Pull out every line in the records below that contains the string "query" and copy each one in full. Case counts: a line with different capitalization does not match.

DATASET RECORDS »
----------
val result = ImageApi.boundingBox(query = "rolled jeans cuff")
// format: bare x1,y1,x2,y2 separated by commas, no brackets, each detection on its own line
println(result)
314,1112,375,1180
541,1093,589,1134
----------
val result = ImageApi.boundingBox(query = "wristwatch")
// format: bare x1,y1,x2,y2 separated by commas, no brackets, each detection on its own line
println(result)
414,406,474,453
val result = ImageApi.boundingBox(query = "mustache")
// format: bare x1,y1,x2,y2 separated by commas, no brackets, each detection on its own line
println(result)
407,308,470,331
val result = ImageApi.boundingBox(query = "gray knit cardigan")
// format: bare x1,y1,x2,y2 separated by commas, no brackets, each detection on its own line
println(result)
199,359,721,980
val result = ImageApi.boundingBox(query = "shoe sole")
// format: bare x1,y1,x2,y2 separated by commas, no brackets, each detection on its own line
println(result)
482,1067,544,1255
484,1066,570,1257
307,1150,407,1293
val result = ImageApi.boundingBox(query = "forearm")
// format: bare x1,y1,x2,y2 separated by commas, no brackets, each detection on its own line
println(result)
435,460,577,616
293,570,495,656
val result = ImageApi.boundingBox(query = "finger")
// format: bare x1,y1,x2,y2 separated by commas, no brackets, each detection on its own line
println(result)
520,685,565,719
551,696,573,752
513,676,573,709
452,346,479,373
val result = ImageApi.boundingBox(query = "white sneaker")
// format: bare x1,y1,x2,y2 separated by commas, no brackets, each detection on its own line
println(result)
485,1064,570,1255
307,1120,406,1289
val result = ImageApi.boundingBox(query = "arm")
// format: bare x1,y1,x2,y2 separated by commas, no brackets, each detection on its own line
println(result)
----------
RESULT OF THE EXERCISE »
val result = ImageApi.boundingBox(query = "rolled jeans cuff")
val result = ImageApi.boundingBox(query = "wristwatch")
val result = ImageApi.boundingBox(query = "mustache")
val result = ImageApi.boundingBox(query = "gray knit cardigan")
val result = ImageApi.boundingBox(query = "shoe sole")
val result = ImageApi.boundingBox(query = "forearm")
val result = ImageApi.boundingBox(query = "finger")
val result = ImageApi.boundingBox(query = "white sneaker")
val result = ImageApi.boundingBox(query = "arm")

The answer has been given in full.